• Sezione del testo:
* * * * * * * * *
E, come la vita al tempo digitale procede densa di pericoli, esposta a innumerevoli insidie più o meno celate, anche le minacce mutano e si evolvono con la stessa rapidità con cui l’uomo sviluppa nuove tecnologie. È in questa atmosfera, ove il cambiamento insiste incalzante, che si è sentita la necessità di dotarsi di uno strumento come il Centro Studi Esercito, un centro di ricerca e approfondimento delle diverse tematiche attinenti la cultura e la formazione militare.
Poiché anche le nostre Forze Armate debbono affrontare questo momento di cambiamenti e rispondere, sopra ogni cosa a beneficio della collettività, alle sfide poste dal progresso tecnologico. Di assoluta attualità, di fatto, è lo studio riguardante la capacità Cyber, che raccoglie le adesioni di professionisti del mondo accademico e aziende del settore delle innovazioni. A questo proposito vi riportiamo l’intervista fatta a Giorgio Giacinto, membro del gruppo di studi e coordinatore del Corso di Laurea Magistrale in Computer Engineering, Cybersecurity and Artificial Intelligence dell’Università degli Studi di Cagliari. A Giorgio Giacinto abbiamo posto alcune domande.
Come giudica il ruolo di collegamento che il Centro Studi Esercito intende svolgere fra mondo civile e militare nell’ambito del progetto “lo sviluppo della capacità Cyber nell’Esercito”? Come immagina la collaborazione con l’istituzione Universitaria?
La collaborazione fra le diverse istituzioni è fondamentale su tematiche dove non solo è necessario l’apporto da parte di diverse discipline, ma è strategica la raccolta e il confronto fra persone che affrontano la medesima tematica da diversi punti di osservazione e con obiettivi diversi.
Questo è il caso della cybersecurity dove non solo è necessario far incontrare diverse competenze in ambito informatico, ma è necessario affrontare aspetti organizzativi. Da un punto di vista accademico, per poter formulare correttamente il tema di ricerca è necessario il confronto continuo con i destinatari dei risultati della ricerca. E parlando di sicurezza, la ricerca non può che vedere coinvolto chi è parte della difesa degli interessi nazionali.
Ed è pertanto estremamente positivo che il centro studi
abbia avviato la collaborazione con l’Università che può contribuire attraverso i risultati delle attività di ricerca su tematiche di frontiera, che ci proiettano verso il futuro.
Chi è l’esperto di Cyberdefence? Quale potrebbe essere il suo percorso formativo?
Difficile individuare un solo profilo di esperto, dal momento che occorre mettere a sistema diverse competenze tecniche. E la collaborazione dovrà essere una delle caratteristiche che accomunano coloro che si occupano di cyber-difesa. Per poter acquisire questa capacitò serve possedere una conoscenza tecnica approfondita di ciascuna delle componenti che formano un sistema informatico, e delle loro interazioni, ma sopratutto le numerose vulnerabilità che possono rendere fragile il sistema. Vulnerabilità legate sia ad aspetti meramente tecnici, sia legate all’interazione dell’uomo con gli strumenti informatici, dove è sempre più facile essere tratti in inganno. Gli attaccanti oggi si muovono molto lentamente nei sistemi e usano numerose tecniche di camuffamento per restare inosservati. Saper anticipare le possibili mosse di un avversario e riconoscerne le prime tracce sarà una ulteriore caratteristica essenziale per un cyberdefender.
* * * * * * * * *
Record di annotazione per il rilevamento
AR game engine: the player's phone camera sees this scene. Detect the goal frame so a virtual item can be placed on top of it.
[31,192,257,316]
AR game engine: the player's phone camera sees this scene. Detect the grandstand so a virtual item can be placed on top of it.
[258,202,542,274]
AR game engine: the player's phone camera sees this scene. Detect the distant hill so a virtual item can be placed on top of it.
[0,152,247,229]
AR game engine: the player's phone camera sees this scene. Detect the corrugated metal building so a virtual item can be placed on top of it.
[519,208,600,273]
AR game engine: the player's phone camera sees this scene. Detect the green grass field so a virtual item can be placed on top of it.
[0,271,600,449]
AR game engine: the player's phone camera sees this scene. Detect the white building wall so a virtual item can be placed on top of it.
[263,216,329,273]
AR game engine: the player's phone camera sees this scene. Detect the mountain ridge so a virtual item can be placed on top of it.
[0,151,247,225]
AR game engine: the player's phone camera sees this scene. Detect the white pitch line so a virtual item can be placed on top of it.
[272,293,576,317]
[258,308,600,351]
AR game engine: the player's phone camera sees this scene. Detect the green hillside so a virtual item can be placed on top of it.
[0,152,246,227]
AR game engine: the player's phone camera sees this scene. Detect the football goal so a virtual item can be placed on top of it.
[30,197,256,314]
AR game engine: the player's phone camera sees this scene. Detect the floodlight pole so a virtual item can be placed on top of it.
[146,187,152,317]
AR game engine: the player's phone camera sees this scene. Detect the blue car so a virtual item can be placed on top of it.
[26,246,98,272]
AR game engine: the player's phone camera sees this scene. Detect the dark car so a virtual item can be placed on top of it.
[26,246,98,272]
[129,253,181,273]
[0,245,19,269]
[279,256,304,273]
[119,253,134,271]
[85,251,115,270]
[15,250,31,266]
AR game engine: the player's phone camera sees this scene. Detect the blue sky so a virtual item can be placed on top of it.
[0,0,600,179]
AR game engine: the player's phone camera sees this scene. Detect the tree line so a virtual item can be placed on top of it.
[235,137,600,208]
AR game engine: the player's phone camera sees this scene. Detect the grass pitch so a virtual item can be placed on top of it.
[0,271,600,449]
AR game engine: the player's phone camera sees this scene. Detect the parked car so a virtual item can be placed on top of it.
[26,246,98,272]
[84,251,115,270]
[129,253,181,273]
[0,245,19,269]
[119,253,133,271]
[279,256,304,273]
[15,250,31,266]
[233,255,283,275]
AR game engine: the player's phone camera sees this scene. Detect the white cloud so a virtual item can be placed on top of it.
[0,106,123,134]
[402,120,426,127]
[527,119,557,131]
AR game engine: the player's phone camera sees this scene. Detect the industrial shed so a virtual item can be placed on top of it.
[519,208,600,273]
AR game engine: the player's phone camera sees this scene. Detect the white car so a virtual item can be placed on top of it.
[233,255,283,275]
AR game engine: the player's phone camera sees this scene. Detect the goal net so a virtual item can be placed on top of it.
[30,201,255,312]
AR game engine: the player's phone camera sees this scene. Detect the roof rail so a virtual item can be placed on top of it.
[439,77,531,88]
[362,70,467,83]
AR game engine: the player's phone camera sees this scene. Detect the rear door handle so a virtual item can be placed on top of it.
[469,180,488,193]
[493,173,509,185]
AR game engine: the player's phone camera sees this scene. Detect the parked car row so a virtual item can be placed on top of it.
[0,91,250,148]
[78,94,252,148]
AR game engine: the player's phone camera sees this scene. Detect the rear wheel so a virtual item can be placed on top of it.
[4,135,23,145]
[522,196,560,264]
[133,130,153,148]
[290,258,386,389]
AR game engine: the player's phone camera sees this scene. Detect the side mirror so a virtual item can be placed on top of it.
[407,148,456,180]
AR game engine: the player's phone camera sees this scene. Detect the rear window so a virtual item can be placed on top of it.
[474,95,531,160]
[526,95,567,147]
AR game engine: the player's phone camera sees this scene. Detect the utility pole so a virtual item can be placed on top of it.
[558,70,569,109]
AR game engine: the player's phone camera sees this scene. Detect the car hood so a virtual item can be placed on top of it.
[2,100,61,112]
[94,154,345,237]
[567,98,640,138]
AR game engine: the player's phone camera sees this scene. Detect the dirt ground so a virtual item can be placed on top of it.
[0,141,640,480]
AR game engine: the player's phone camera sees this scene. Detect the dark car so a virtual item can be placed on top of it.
* * * * * * * * *
• Problemi:
1. Rispondi alle domande seguenti sul testo sul Centro Studi Esercito.
(a) Di quale corso di laurea è coordinatore Giorgio Giacinto?
(b) Nella cybersecurity, oltre a far incontrare diverse competenze in ambito informatico, quali aspetti è necessario affrontare?
(c) Come si muovono oggi gli attaccanti nei sistemi?
2. Estrai dal testo sul Centro Studi Esercito il passo che va da "Poiché anche le" a "posto alcune domande.", copiandolo parola per parola.
3. Prosegui, per favore, il testo sul Centro Studi Esercito a partire dal punto in cui si interrompe.

• Risultati per esercizio:
1.
(a) Del Corso di Laurea Magistrale in Computer Engineering, Cybersecurity and Artificial Intelligence dell'Università degli Studi di Cagliari.
(b) Gli aspetti organizzativi.
(c) Molto lentamente, e usano numerose tecniche di camuffamento per restare inosservati.

2.
Poiché anche le nostre Forze Armate debbono affrontare questo momento di cambiamenti e rispondere, sopra ogni cosa a beneficio della collettività, alle sfide poste dal progresso tecnologico. Di assoluta attualità, di fatto, è lo studio riguardante la capacità Cyber, che raccoglie le adesioni di professionisti del mondo accademico e aziende del settore delle innovazioni. A questo proposito vi riportiamo l’intervista fatta a Giorgio Giacinto, membro del gruppo di studi e coordinatore del Corso di Laurea Magistrale in Computer Engineering, Cybersecurity and Artificial Intelligence dell’Università degli Studi di Cagliari. A Giorgio Giacinto abbiamo posto alcune domande.

3.
Ritiene possibile formare negli atenei le nuove figure necessarie all’esercito del futuro?
Gli atenei italiani negli ultimi anni stanno attivando percorsi specifici per la formazione di laureati nell’ambito della cybersecurity la cui prospettiva lavorativa li vedrà impegnati in diverse realtà del paese. Non solo le società informatiche sono interessate a queste figure, ma qualunque azienda abbia nei sistemi informatici uno dei cuori pulsanti dell’impresa. La pubblica amministrazione e la difesa sono due realtà fondamentali su cui si poggia il paese che necessariamente devono essere dotate delle professionalità e competenze all’avanguardia che l’Università italiana è in grado di
formare. Se dallo studio dovesse emergere la necessità di percorsi di preparazione specifici, sarà compito delle due istituzioni definire la forma e la modalità di cooperazione, che già esiste per la formazione nei settori più tradizionali della difesa.
Cosa significa Ethical Hacking?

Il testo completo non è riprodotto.